- _Written problem_:
Could you reproduce each of the rows below character for character, leaving nothing out and changing nothing?

## Start Items

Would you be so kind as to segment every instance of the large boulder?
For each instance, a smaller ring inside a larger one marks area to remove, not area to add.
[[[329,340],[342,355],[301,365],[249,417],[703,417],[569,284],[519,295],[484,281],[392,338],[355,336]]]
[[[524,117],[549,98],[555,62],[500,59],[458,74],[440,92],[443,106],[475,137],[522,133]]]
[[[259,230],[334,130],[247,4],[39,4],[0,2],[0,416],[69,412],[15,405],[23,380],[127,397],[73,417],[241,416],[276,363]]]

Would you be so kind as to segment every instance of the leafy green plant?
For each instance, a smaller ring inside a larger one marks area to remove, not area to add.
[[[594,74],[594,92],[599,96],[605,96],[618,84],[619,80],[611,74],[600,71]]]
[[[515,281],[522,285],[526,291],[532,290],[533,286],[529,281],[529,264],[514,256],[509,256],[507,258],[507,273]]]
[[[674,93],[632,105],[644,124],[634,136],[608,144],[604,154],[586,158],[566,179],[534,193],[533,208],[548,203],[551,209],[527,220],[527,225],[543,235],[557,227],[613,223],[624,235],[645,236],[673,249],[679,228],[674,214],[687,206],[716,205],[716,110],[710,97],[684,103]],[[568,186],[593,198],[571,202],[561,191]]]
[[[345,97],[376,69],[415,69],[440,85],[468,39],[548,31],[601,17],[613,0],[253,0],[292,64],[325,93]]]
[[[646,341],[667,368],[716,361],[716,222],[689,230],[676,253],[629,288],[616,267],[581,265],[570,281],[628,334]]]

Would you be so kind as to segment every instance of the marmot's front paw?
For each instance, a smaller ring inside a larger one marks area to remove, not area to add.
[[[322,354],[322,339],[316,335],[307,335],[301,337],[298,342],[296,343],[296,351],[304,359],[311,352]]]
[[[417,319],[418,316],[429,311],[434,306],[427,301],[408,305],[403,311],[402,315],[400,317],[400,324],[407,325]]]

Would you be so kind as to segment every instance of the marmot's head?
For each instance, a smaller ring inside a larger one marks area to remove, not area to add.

## End Items

- _Output below_:
Would you be so kind as to segment every instance of the large boulder?
For each instance, a smaller ring inside a larger one marks area to remove, not area to add.
[[[329,340],[342,355],[301,365],[249,417],[703,417],[569,284],[519,295],[484,281],[392,338],[355,336]]]
[[[524,117],[549,98],[555,62],[500,59],[458,74],[440,92],[443,106],[475,137],[522,133]]]
[[[259,230],[334,130],[247,4],[39,4],[0,2],[0,416],[69,412],[15,405],[23,380],[127,397],[73,417],[241,416],[276,363]]]

Would you be so kind as to segment every instance of the leafy green plant?
For each instance, a smaller ring inside a larger one marks area to remove, not area to add.
[[[594,74],[594,92],[599,96],[605,96],[618,84],[619,80],[611,74],[600,71]]]
[[[515,281],[522,285],[526,291],[532,290],[533,286],[529,281],[529,264],[514,256],[509,256],[507,258],[507,273]]]
[[[674,93],[632,105],[644,124],[634,136],[608,144],[604,154],[586,158],[566,179],[534,193],[533,208],[548,203],[551,209],[527,220],[527,225],[543,235],[557,227],[613,223],[624,235],[645,236],[673,249],[679,228],[674,214],[687,206],[716,205],[716,110],[710,97],[684,103]],[[568,186],[593,198],[571,202],[561,191]]]
[[[345,97],[376,69],[415,69],[440,85],[468,39],[548,31],[601,17],[613,0],[253,0],[292,64],[325,93]]]
[[[646,341],[667,368],[716,361],[716,222],[689,230],[676,253],[629,288],[616,267],[581,265],[570,281],[628,334]]]

Would you be so kind as to segment every instance of the marmot's front paw?
For each instance, a smaller ring inside a larger one marks area to remove, not area to add.
[[[322,354],[322,339],[316,335],[307,335],[301,337],[298,342],[296,343],[296,351],[304,359],[311,352]]]
[[[417,319],[418,316],[429,311],[434,306],[427,301],[408,305],[403,311],[402,315],[400,317],[400,324],[407,325]]]

Would you be so kind as to segment every instance of the marmot's head?
For each instance, a smaller ring inside a larger one marks area to remove, not area to add.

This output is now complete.